A fun story that happened to me at a university:

They did as you propose.  2.4GHz only and 5GHz only separate SSIDs.  first week 
of school they had ~80% of clients on 5GHz.

About three weeks before the end of the semester, Wi-Fi complaints have gone 
up, and the percentage of clients on 2.4GHz had grown to 50%.  This is when i 
got a call to come look at it.

Over the course of the semester, a DHCP outage and internet circuit outage led 
folks to try “to see if the other network was working.”  But, when students 
arrived on campus every morning, they picked up the 2.4GHz only network first.  
Then they spend all day, because client won’t leave the 2.4GHz SSID while it’s 
present.

I asked for a 2 minute outage for the 2.4GHz network.  I disabled it for 2 
minute and then re-enabled.  10 minutes later it was back to 80% 5GHz and 20% 
2.4GHz.

The moral of the story: you can’t out engineer people’s behavior.  When things 
break, when they experience issues, they will try to work around it.  As much 
as some folks might imagine their networks are perfect, I’ve yet to find one 
that is.

The best way to overcome this, have a 5GHz only SSID and a Dual Band SSID.  
That way if students do choose to connect to the other SSID, they have a way 
for their device to make a better choice most of the time.  This also ensures 
that you can do the Apple Watch with a 2.4GHz radio without dramatically 
hurting their iPhone’s connectivity.

▸ Given information
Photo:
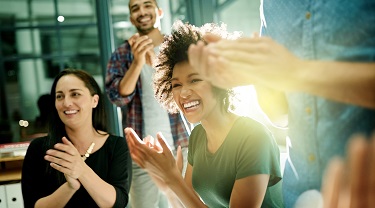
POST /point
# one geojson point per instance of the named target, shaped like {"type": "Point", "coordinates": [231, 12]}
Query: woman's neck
{"type": "Point", "coordinates": [217, 129]}
{"type": "Point", "coordinates": [82, 138]}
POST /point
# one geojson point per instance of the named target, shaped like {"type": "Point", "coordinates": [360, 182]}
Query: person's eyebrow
{"type": "Point", "coordinates": [71, 90]}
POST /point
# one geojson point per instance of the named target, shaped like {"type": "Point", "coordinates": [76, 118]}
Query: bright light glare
{"type": "Point", "coordinates": [246, 103]}
{"type": "Point", "coordinates": [60, 18]}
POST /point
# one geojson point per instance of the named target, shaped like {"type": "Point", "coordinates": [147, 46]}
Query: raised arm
{"type": "Point", "coordinates": [261, 60]}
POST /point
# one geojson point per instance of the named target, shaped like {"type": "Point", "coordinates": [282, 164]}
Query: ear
{"type": "Point", "coordinates": [160, 13]}
{"type": "Point", "coordinates": [131, 19]}
{"type": "Point", "coordinates": [95, 101]}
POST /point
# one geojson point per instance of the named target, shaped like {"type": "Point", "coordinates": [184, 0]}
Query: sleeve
{"type": "Point", "coordinates": [259, 154]}
{"type": "Point", "coordinates": [117, 66]}
{"type": "Point", "coordinates": [195, 133]}
{"type": "Point", "coordinates": [121, 172]}
{"type": "Point", "coordinates": [33, 171]}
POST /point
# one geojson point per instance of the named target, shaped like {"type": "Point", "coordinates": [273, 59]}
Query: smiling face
{"type": "Point", "coordinates": [193, 95]}
{"type": "Point", "coordinates": [145, 15]}
{"type": "Point", "coordinates": [74, 102]}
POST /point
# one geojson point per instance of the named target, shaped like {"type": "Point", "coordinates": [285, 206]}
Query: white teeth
{"type": "Point", "coordinates": [145, 19]}
{"type": "Point", "coordinates": [70, 112]}
{"type": "Point", "coordinates": [191, 104]}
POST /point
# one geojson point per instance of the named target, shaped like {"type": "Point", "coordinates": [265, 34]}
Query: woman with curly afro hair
{"type": "Point", "coordinates": [233, 161]}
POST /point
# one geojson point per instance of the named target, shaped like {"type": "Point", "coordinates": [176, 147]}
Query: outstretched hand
{"type": "Point", "coordinates": [351, 183]}
{"type": "Point", "coordinates": [66, 159]}
{"type": "Point", "coordinates": [245, 61]}
{"type": "Point", "coordinates": [142, 49]}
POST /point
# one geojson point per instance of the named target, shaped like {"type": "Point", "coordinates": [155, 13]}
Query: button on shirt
{"type": "Point", "coordinates": [319, 128]}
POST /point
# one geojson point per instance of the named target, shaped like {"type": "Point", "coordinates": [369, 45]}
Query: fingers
{"type": "Point", "coordinates": [357, 167]}
{"type": "Point", "coordinates": [332, 183]}
{"type": "Point", "coordinates": [371, 174]}
{"type": "Point", "coordinates": [179, 159]}
{"type": "Point", "coordinates": [141, 44]}
{"type": "Point", "coordinates": [210, 38]}
{"type": "Point", "coordinates": [162, 142]}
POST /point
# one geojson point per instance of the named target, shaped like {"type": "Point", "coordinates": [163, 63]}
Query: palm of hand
{"type": "Point", "coordinates": [72, 182]}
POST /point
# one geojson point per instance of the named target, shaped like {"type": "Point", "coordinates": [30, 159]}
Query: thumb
{"type": "Point", "coordinates": [66, 141]}
{"type": "Point", "coordinates": [179, 159]}
{"type": "Point", "coordinates": [161, 141]}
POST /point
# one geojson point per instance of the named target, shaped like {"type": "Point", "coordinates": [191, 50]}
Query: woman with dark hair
{"type": "Point", "coordinates": [233, 161]}
{"type": "Point", "coordinates": [78, 164]}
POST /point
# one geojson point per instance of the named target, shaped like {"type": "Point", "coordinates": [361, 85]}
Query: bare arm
{"type": "Point", "coordinates": [59, 198]}
{"type": "Point", "coordinates": [249, 191]}
{"type": "Point", "coordinates": [66, 159]}
{"type": "Point", "coordinates": [261, 60]}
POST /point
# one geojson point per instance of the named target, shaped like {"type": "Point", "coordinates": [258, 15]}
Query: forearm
{"type": "Point", "coordinates": [173, 200]}
{"type": "Point", "coordinates": [103, 193]}
{"type": "Point", "coordinates": [129, 81]}
{"type": "Point", "coordinates": [59, 198]}
{"type": "Point", "coordinates": [272, 102]}
{"type": "Point", "coordinates": [346, 82]}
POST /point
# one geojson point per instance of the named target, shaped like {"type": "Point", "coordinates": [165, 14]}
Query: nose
{"type": "Point", "coordinates": [185, 92]}
{"type": "Point", "coordinates": [67, 101]}
{"type": "Point", "coordinates": [142, 11]}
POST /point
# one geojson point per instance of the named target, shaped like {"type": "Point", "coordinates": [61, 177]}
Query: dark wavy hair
{"type": "Point", "coordinates": [174, 50]}
{"type": "Point", "coordinates": [56, 128]}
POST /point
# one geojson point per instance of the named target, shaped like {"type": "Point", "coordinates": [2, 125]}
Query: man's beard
{"type": "Point", "coordinates": [145, 30]}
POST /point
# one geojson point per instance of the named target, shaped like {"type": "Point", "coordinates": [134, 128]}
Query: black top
{"type": "Point", "coordinates": [112, 163]}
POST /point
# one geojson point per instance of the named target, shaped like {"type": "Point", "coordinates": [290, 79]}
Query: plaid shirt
{"type": "Point", "coordinates": [119, 63]}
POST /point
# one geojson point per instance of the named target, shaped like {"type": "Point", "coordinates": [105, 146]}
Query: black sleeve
{"type": "Point", "coordinates": [33, 170]}
{"type": "Point", "coordinates": [121, 172]}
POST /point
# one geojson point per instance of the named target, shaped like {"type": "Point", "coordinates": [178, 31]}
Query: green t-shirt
{"type": "Point", "coordinates": [248, 149]}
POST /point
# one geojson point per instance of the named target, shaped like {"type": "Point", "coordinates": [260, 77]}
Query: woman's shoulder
{"type": "Point", "coordinates": [114, 140]}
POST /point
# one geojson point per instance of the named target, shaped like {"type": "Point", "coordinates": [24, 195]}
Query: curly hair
{"type": "Point", "coordinates": [174, 50]}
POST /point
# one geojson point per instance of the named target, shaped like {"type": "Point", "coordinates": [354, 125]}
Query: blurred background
{"type": "Point", "coordinates": [39, 38]}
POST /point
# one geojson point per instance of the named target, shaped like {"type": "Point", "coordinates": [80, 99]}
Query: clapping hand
{"type": "Point", "coordinates": [351, 183]}
{"type": "Point", "coordinates": [155, 157]}
{"type": "Point", "coordinates": [66, 159]}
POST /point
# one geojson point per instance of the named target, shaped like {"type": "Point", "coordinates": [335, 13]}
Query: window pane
{"type": "Point", "coordinates": [25, 81]}
{"type": "Point", "coordinates": [76, 12]}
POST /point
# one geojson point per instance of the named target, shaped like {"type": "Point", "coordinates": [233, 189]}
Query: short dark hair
{"type": "Point", "coordinates": [156, 3]}
{"type": "Point", "coordinates": [174, 50]}
{"type": "Point", "coordinates": [56, 128]}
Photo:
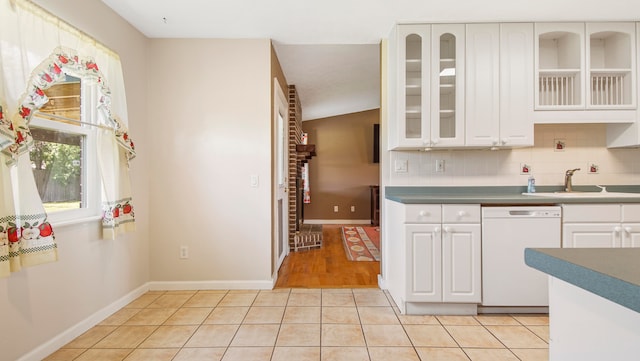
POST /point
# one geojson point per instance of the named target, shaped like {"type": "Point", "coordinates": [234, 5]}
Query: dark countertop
{"type": "Point", "coordinates": [494, 195]}
{"type": "Point", "coordinates": [612, 273]}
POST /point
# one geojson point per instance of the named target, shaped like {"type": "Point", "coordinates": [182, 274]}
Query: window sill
{"type": "Point", "coordinates": [72, 222]}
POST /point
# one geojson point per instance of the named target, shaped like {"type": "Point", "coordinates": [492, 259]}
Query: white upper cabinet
{"type": "Point", "coordinates": [559, 66]}
{"type": "Point", "coordinates": [499, 85]}
{"type": "Point", "coordinates": [447, 79]}
{"type": "Point", "coordinates": [610, 63]}
{"type": "Point", "coordinates": [412, 79]}
{"type": "Point", "coordinates": [585, 72]}
{"type": "Point", "coordinates": [516, 84]}
{"type": "Point", "coordinates": [426, 86]}
{"type": "Point", "coordinates": [626, 135]}
{"type": "Point", "coordinates": [482, 84]}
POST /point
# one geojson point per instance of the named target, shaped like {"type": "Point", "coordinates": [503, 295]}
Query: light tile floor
{"type": "Point", "coordinates": [300, 325]}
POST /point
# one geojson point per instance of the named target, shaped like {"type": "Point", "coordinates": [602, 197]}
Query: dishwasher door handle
{"type": "Point", "coordinates": [522, 213]}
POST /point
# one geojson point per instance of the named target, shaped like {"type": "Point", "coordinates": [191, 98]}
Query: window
{"type": "Point", "coordinates": [63, 156]}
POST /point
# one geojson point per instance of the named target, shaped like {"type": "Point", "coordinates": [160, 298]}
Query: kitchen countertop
{"type": "Point", "coordinates": [612, 273]}
{"type": "Point", "coordinates": [495, 195]}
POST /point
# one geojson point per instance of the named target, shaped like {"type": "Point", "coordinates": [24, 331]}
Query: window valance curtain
{"type": "Point", "coordinates": [36, 50]}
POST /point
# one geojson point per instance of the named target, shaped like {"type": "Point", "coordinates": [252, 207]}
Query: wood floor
{"type": "Point", "coordinates": [327, 267]}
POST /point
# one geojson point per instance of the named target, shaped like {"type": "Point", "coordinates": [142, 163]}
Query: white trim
{"type": "Point", "coordinates": [337, 221]}
{"type": "Point", "coordinates": [211, 285]}
{"type": "Point", "coordinates": [83, 326]}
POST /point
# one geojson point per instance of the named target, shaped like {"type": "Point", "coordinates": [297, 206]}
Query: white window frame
{"type": "Point", "coordinates": [91, 194]}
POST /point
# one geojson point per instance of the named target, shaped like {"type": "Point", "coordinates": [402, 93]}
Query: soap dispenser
{"type": "Point", "coordinates": [531, 185]}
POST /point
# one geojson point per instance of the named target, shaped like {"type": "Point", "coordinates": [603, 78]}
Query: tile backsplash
{"type": "Point", "coordinates": [584, 145]}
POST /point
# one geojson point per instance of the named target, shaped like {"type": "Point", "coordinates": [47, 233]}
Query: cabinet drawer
{"type": "Point", "coordinates": [631, 212]}
{"type": "Point", "coordinates": [423, 213]}
{"type": "Point", "coordinates": [460, 213]}
{"type": "Point", "coordinates": [583, 213]}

▸ Tasks for this exercise
1. Write out the university Wi-Fi story from "Then they spend" to "Dual Band SSID.".
2. Extend the university Wi-Fi story, picking up after its final sentence.

▸ Answers for the tasks
1.
Then they spend all day, because client won’t leave the 2.4GHz SSID while it’s 
present.

I asked for a 2 minute outage for the 2.4GHz network.  I disabled it for 2 
minute and then re-enabled.  10 minutes later it was back to 80% 5GHz and 20% 
2.4GHz.

The moral of the story: you can’t out engineer people’s behavior.  When things 
break, when they experience issues, they will try to work around it.  As much 
as some folks might imagine their networks are perfect, I’ve yet to find one 
that is.

The best way to overcome this, have a 5GHz only SSID and a Dual Band SSID.

2.
In summary:
Use dual band instead of a 2.4 GHz only network
Make sure 5GHz is 6db greater than 2.4GHz in transmit power.

I would also add, make sure you don’t use band steering on either network.

Jake Snyder



Sent from my iPad

>> On Jan 31, 2020, at 4:13 PM, Seddon, James 
>> <00000159faeb9fd9-dmarc-requ...@listserv.educause.edu> wrote:
> 
> Happy Friday, everyone!
>  
>                 In high density areas of our campus (library, center of 
> campus food courts, large lecture halls, etc), we often turn off some 2.4Ghz 
> radios to help avoid co-channel interference issues.
>  
> We think we’re seeing behavior where client devices in motion attach to an AP 
> in 2.4, then stubbornly hang on to that frequency (and sometimes AP), even if 
> they end up in a location with a much stronger 5 Ghz signal from a closer AP. 
>   And of course, with the messy nature of the 2.4 band, they’re even more 
> susceptible to interference using a weak signal from a distant AP.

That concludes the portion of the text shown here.